STATED TASK:
Copy the records below word for word, each line as it stands.

MATERIAL SUPPLIED:
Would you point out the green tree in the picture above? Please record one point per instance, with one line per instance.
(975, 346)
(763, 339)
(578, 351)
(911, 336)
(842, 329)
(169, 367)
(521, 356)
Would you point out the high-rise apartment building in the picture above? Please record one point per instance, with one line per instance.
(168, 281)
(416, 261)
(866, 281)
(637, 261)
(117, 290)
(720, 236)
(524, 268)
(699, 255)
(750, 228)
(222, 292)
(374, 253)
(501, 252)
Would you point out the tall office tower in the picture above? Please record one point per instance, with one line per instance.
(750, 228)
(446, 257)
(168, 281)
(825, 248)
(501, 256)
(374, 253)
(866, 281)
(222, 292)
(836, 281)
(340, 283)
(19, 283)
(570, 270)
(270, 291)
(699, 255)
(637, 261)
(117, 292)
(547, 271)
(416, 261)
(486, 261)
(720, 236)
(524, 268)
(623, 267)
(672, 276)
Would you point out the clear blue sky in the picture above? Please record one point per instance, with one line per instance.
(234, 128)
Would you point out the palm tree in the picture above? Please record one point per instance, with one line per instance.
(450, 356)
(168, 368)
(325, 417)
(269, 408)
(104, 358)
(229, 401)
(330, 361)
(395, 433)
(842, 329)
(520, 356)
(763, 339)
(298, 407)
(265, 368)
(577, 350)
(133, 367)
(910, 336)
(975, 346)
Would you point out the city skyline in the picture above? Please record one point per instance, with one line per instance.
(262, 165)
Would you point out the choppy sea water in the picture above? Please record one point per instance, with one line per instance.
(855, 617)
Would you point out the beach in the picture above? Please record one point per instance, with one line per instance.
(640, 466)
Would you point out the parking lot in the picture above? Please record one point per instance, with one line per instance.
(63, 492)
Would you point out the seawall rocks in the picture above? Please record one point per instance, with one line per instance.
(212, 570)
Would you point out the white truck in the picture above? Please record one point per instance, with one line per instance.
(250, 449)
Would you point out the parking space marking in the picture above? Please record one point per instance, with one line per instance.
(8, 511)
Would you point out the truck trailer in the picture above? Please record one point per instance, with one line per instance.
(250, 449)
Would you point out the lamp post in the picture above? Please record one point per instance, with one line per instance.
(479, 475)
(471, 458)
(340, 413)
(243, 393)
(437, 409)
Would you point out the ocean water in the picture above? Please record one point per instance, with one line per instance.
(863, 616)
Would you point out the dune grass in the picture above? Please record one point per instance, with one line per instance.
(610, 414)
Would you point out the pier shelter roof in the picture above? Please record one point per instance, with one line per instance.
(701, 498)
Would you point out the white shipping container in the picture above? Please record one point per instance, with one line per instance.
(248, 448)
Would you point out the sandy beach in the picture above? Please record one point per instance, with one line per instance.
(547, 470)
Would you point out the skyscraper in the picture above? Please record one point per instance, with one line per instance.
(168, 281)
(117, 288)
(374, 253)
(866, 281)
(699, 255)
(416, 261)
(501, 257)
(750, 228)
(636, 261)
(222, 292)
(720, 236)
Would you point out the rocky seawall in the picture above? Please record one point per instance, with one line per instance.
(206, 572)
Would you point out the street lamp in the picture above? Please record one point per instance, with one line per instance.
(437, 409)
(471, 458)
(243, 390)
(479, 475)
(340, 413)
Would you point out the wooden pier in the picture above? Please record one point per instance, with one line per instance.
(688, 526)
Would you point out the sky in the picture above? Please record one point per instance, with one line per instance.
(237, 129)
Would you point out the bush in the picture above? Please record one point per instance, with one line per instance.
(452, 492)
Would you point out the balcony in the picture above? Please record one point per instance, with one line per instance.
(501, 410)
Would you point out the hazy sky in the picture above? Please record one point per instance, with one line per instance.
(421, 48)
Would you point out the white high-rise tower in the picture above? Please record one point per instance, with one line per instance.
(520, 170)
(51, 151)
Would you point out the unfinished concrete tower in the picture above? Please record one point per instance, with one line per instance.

WRITTEN RESPONSE:
Would you point out the green tree in the picture above? Please record one point per instance, with one line per instance.
(975, 346)
(763, 339)
(578, 351)
(911, 336)
(842, 329)
(169, 367)
(521, 356)
Would you point out the high-rise apartment building in the picture above? Please record one point per instance, with one line per instance.
(168, 281)
(416, 261)
(866, 281)
(637, 261)
(117, 290)
(720, 236)
(524, 268)
(699, 255)
(750, 228)
(222, 292)
(374, 253)
(501, 252)
Would you point out the tall office tower in the picture above? Please record one point per instance, with one line per instance.
(750, 228)
(446, 257)
(168, 281)
(825, 248)
(501, 256)
(374, 253)
(866, 281)
(222, 292)
(836, 281)
(340, 283)
(19, 283)
(570, 270)
(270, 291)
(699, 255)
(637, 261)
(117, 292)
(547, 271)
(416, 261)
(486, 261)
(720, 236)
(524, 268)
(623, 267)
(672, 276)
Would you point out the clear blue sky in the picture above? Please record one point per instance, with one line per instance.
(234, 128)
Would you point out the palm tree in the picture above? Please record one point per instance, with one line per instance.
(450, 356)
(168, 368)
(325, 417)
(269, 408)
(104, 358)
(229, 401)
(330, 361)
(395, 433)
(842, 329)
(520, 356)
(763, 339)
(298, 407)
(265, 368)
(577, 350)
(133, 367)
(910, 336)
(975, 346)
Would you point out the city skyline in the picture above? Please record one point per instance, with one line per instance.
(262, 165)
Would you point out the choppy sea water in the picture above? Please record one point per instance, with one line per instance.
(855, 617)
Would you point out the beach in the picture above? Please record one point per instance, with one line per instance.
(640, 466)
Would you point out the parking lot in the picture above? Please record one point per instance, with one line per instance.
(63, 492)
Would you point out the seawall rocks in the picture above? Please record one point per instance, with one line per instance.
(212, 570)
Would you point out the white truck in the picture above? Please record one point per instance, with one line per instance.
(250, 449)
Would you point out the parking space marking in the picture above? Please record one point per instance, with one line per instance.
(8, 511)
Would you point out the truck trailer in the picture above? Please record one point per instance, with one line per instance.
(250, 449)
Would you point out the lamp post in the picture above? Please record one point per instance, with one line per instance.
(479, 475)
(471, 458)
(340, 413)
(243, 393)
(437, 409)
Would you point out the ocean water in the picture above? Please record one point per instance, with one line per instance.
(863, 616)
Would you point out the dune grass in the picture above? Please record one point per instance, with one line per instance.
(610, 414)
Would you point out the pier shelter roof in the picture above? Please record one point per instance, with one line per instance.
(701, 498)
Would you point out the white shipping container in the picture above? Please record one point per instance, with one line per instance.
(248, 448)
Would you point out the sandy beach in the picture above? Please record one point per instance, with one line per instance.
(547, 470)
Would you point out the skyscraper in the picture above? Please record one point per instance, with one line per instance.
(168, 281)
(117, 288)
(374, 253)
(866, 281)
(699, 255)
(416, 261)
(501, 257)
(750, 228)
(636, 261)
(222, 292)
(720, 236)
Would you point out the rocky seawall in the picture above? Please record one point per instance, with one line per instance.
(206, 572)
Would you point out the street lamp in the picture above? Please record one point per instance, with one line per instance.
(437, 409)
(471, 458)
(243, 390)
(479, 475)
(340, 413)
Would you point out the wooden pier in the picture above? Please record one point per instance, with one line per instance.
(688, 526)
Would you point out the sky in the picture above? Please record one point per instance, with one line per instance.
(237, 129)
Would you point out the bush in the picture above? Please record one point per instance, with one line per instance.
(452, 492)
Would you point out the balcony in the picture above? Please record one point per instance, with one line per instance.
(501, 410)
Would you point out the hazy sky in the picture above? Please record one point per instance, with one line per instance.
(421, 48)
Would you point out the white high-rise tower in the picture above? Please record one point per instance, with one line per instance.
(520, 170)
(51, 151)
Would you point out the unfinished concrete tower in the picture above? Please record one point per instance, with one line per instance.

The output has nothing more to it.